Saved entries
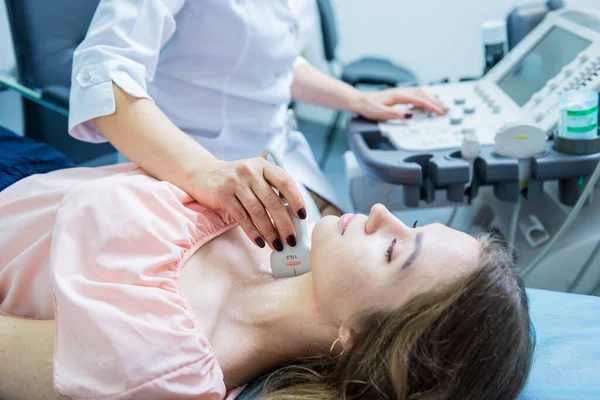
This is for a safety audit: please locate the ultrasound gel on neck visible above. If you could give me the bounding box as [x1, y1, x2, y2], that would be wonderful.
[559, 90, 599, 140]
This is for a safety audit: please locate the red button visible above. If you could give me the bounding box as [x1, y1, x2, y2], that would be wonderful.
[286, 261, 301, 266]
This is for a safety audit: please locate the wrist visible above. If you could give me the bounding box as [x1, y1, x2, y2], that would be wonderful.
[182, 155, 221, 193]
[346, 90, 367, 115]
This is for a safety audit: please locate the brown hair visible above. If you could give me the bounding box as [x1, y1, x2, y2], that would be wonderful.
[255, 228, 535, 400]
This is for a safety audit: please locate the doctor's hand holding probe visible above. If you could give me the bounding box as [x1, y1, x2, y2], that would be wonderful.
[72, 0, 446, 254]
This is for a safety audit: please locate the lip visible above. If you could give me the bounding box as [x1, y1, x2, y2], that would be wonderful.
[340, 213, 356, 235]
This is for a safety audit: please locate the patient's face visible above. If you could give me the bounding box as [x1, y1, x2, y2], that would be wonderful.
[311, 204, 481, 326]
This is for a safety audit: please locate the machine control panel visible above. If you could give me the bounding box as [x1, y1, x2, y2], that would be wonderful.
[380, 9, 600, 153]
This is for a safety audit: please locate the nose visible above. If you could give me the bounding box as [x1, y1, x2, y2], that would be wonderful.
[365, 204, 408, 235]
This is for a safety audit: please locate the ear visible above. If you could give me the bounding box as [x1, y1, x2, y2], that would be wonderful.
[337, 324, 355, 350]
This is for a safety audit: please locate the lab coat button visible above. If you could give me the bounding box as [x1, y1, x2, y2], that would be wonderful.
[83, 71, 92, 81]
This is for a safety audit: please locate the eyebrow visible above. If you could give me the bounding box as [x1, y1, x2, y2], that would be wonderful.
[401, 232, 424, 270]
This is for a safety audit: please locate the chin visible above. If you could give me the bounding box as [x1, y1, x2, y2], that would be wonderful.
[313, 215, 339, 238]
[311, 216, 339, 254]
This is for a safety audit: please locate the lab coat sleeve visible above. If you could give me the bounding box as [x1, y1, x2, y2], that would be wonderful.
[69, 0, 186, 143]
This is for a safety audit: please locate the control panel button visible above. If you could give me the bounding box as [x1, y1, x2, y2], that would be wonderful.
[463, 103, 477, 114]
[449, 112, 463, 125]
[492, 106, 501, 114]
[462, 126, 476, 134]
[562, 67, 574, 77]
[533, 95, 543, 105]
[579, 54, 590, 63]
[411, 108, 431, 119]
[454, 97, 466, 105]
[404, 129, 419, 137]
[535, 113, 544, 123]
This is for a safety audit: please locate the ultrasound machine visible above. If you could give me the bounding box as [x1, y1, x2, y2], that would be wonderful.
[345, 9, 600, 295]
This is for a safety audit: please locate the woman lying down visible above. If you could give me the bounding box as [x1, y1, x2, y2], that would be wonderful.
[0, 163, 534, 400]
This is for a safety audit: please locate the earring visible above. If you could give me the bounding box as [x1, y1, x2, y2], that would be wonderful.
[329, 337, 345, 357]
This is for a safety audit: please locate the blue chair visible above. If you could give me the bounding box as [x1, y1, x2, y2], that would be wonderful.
[0, 0, 114, 164]
[315, 0, 419, 169]
[237, 289, 600, 399]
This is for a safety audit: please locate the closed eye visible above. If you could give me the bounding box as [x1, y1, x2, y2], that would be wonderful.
[387, 221, 418, 263]
[386, 238, 396, 263]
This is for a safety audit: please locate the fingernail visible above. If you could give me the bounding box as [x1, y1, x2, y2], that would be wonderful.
[273, 238, 284, 252]
[287, 234, 297, 247]
[255, 237, 266, 248]
[405, 113, 413, 119]
[297, 208, 307, 220]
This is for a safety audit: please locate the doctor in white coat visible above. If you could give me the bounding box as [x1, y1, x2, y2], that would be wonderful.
[69, 0, 445, 253]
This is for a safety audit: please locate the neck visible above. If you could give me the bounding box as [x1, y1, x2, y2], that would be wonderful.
[221, 273, 339, 388]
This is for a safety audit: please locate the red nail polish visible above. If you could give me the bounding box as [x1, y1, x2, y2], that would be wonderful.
[273, 238, 284, 252]
[287, 235, 297, 247]
[297, 208, 307, 220]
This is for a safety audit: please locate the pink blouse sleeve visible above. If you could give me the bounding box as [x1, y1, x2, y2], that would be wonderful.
[49, 173, 233, 399]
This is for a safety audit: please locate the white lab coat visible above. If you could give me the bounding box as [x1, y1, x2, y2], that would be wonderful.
[69, 0, 342, 217]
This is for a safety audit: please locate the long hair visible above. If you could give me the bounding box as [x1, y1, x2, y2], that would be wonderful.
[255, 229, 535, 400]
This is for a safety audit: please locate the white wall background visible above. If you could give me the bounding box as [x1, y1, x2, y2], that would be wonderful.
[0, 0, 599, 131]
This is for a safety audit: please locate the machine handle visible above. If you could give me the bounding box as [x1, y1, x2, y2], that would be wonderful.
[348, 118, 423, 186]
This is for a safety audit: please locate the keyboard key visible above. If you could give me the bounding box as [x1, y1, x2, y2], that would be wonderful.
[464, 104, 476, 114]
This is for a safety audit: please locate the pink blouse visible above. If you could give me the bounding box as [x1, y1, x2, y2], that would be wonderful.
[0, 164, 246, 400]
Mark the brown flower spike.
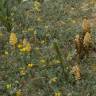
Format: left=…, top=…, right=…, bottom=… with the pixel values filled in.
left=83, top=32, right=92, bottom=56
left=74, top=34, right=83, bottom=59
left=83, top=32, right=92, bottom=48
left=82, top=16, right=91, bottom=34
left=71, top=65, right=81, bottom=80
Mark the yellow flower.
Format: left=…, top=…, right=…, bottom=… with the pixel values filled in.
left=23, top=38, right=28, bottom=46
left=20, top=38, right=31, bottom=52
left=22, top=30, right=27, bottom=33
left=37, top=17, right=42, bottom=22
left=34, top=1, right=41, bottom=7
left=5, top=51, right=8, bottom=55
left=28, top=28, right=34, bottom=32
left=34, top=30, right=37, bottom=35
left=45, top=26, right=48, bottom=29
left=46, top=34, right=50, bottom=37
left=16, top=90, right=22, bottom=96
left=20, top=48, right=26, bottom=52
left=50, top=77, right=57, bottom=84
left=54, top=91, right=62, bottom=96
left=71, top=20, right=76, bottom=24
left=20, top=68, right=26, bottom=76
left=41, top=40, right=45, bottom=44
left=28, top=63, right=33, bottom=68
left=25, top=42, right=31, bottom=52
left=11, top=12, right=14, bottom=16
left=6, top=84, right=11, bottom=89
left=40, top=59, right=46, bottom=64
left=33, top=1, right=41, bottom=12
left=20, top=70, right=26, bottom=75
left=9, top=32, right=17, bottom=46
left=17, top=44, right=22, bottom=48
left=53, top=60, right=61, bottom=64
left=35, top=47, right=40, bottom=51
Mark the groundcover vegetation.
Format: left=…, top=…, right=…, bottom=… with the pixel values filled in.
left=0, top=0, right=96, bottom=96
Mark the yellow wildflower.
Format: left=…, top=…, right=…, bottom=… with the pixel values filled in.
left=20, top=48, right=26, bottom=52
left=9, top=32, right=17, bottom=46
left=25, top=42, right=31, bottom=52
left=20, top=38, right=31, bottom=52
left=11, top=12, right=14, bottom=16
left=34, top=30, right=37, bottom=35
left=17, top=44, right=22, bottom=48
left=20, top=68, right=26, bottom=76
left=16, top=90, right=22, bottom=96
left=28, top=27, right=34, bottom=32
left=35, top=47, right=40, bottom=51
left=50, top=77, right=57, bottom=84
left=34, top=1, right=41, bottom=7
left=5, top=51, right=8, bottom=55
left=46, top=34, right=50, bottom=37
left=6, top=84, right=11, bottom=89
left=45, top=26, right=48, bottom=29
left=71, top=20, right=76, bottom=24
left=55, top=60, right=61, bottom=64
left=28, top=63, right=33, bottom=68
left=23, top=38, right=28, bottom=46
left=22, top=30, right=27, bottom=33
left=53, top=60, right=61, bottom=64
left=54, top=91, right=62, bottom=96
left=20, top=70, right=26, bottom=75
left=37, top=17, right=42, bottom=22
left=40, top=59, right=46, bottom=64
left=33, top=1, right=41, bottom=12
left=41, top=40, right=45, bottom=44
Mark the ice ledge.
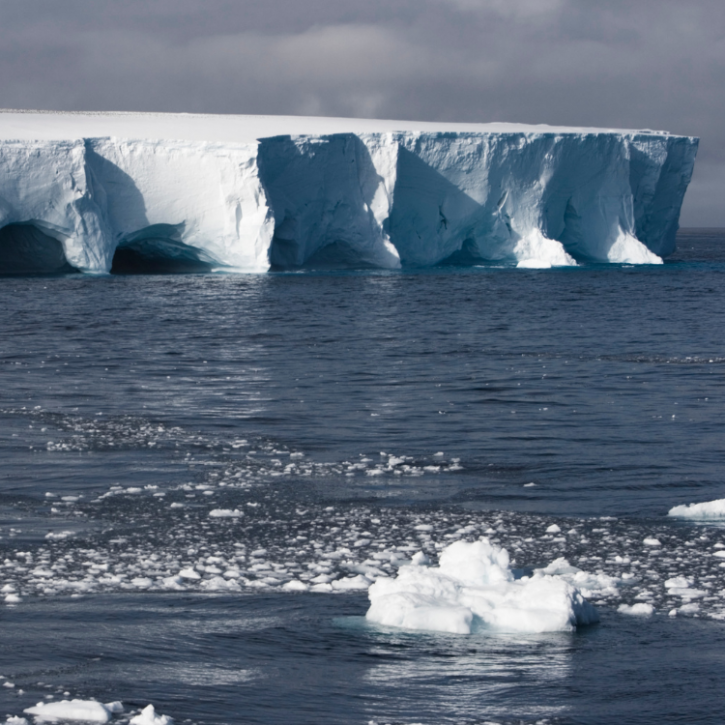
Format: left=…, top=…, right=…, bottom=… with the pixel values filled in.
left=0, top=112, right=698, bottom=274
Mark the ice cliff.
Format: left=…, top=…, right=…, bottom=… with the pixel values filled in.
left=0, top=111, right=698, bottom=274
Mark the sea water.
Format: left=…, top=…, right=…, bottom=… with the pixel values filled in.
left=1, top=229, right=725, bottom=724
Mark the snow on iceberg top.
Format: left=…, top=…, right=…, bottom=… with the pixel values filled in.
left=0, top=108, right=677, bottom=143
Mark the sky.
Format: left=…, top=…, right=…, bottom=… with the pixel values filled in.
left=0, top=0, right=722, bottom=225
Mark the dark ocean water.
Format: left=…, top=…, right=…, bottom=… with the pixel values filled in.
left=1, top=229, right=725, bottom=724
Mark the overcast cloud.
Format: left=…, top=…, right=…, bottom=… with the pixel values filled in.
left=0, top=0, right=722, bottom=224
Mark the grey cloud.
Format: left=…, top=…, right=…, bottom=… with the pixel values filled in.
left=0, top=0, right=722, bottom=224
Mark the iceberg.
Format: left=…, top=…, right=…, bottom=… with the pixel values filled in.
left=0, top=110, right=697, bottom=274
left=365, top=538, right=599, bottom=634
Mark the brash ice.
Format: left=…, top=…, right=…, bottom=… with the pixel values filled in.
left=0, top=110, right=698, bottom=273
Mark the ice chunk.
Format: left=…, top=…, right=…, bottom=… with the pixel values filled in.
left=24, top=700, right=112, bottom=723
left=332, top=575, right=372, bottom=591
left=536, top=558, right=620, bottom=599
left=178, top=568, right=201, bottom=580
left=282, top=580, right=309, bottom=592
left=366, top=539, right=598, bottom=634
left=208, top=509, right=244, bottom=518
left=129, top=705, right=173, bottom=725
left=664, top=576, right=692, bottom=589
left=669, top=498, right=725, bottom=520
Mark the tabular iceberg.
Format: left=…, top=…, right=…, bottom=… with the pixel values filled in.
left=0, top=110, right=697, bottom=274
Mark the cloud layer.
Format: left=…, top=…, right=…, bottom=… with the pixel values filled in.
left=1, top=0, right=722, bottom=224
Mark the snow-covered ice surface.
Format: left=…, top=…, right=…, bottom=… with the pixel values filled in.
left=0, top=110, right=697, bottom=273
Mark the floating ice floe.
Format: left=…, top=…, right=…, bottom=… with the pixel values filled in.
left=668, top=498, right=725, bottom=520
left=23, top=700, right=117, bottom=723
left=366, top=538, right=599, bottom=634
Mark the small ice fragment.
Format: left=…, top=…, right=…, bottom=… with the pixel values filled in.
left=332, top=575, right=371, bottom=591
left=524, top=482, right=536, bottom=488
left=104, top=703, right=123, bottom=715
left=411, top=552, right=430, bottom=566
left=208, top=509, right=243, bottom=518
left=45, top=531, right=75, bottom=541
left=665, top=576, right=691, bottom=590
left=178, top=568, right=201, bottom=580
left=4, top=594, right=22, bottom=604
left=282, top=580, right=309, bottom=592
left=643, top=538, right=661, bottom=547
left=161, top=576, right=186, bottom=590
left=679, top=602, right=700, bottom=615
left=129, top=705, right=173, bottom=725
left=618, top=603, right=654, bottom=616
left=24, top=700, right=112, bottom=723
left=6, top=717, right=29, bottom=725
left=546, top=524, right=561, bottom=534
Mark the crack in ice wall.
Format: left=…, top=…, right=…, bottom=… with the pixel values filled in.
left=0, top=113, right=698, bottom=273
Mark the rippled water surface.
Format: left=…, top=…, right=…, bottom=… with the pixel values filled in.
left=1, top=229, right=725, bottom=724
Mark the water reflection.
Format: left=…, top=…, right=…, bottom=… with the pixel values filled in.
left=354, top=620, right=573, bottom=722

Task directions:
Only one stretch of the records above is wanted: the lines between the one holding "Mark the cloud layer." and the one holding "Mark the small ice fragment.", inclusive, reproduced exactly.

Your solution:
Mark the cloud layer.
Format: left=…, top=…, right=…, bottom=… with the pixel values filled in.
left=1, top=0, right=722, bottom=224
Mark the snow-covered ice surface.
Format: left=…, top=…, right=…, bottom=… with the pixel values filled in.
left=0, top=110, right=697, bottom=273
Mark the floating ice floe.
Format: left=…, top=…, right=…, bottom=… with the pixel values filled in.
left=668, top=498, right=725, bottom=520
left=23, top=700, right=117, bottom=723
left=366, top=538, right=599, bottom=634
Mark the small ice fragment.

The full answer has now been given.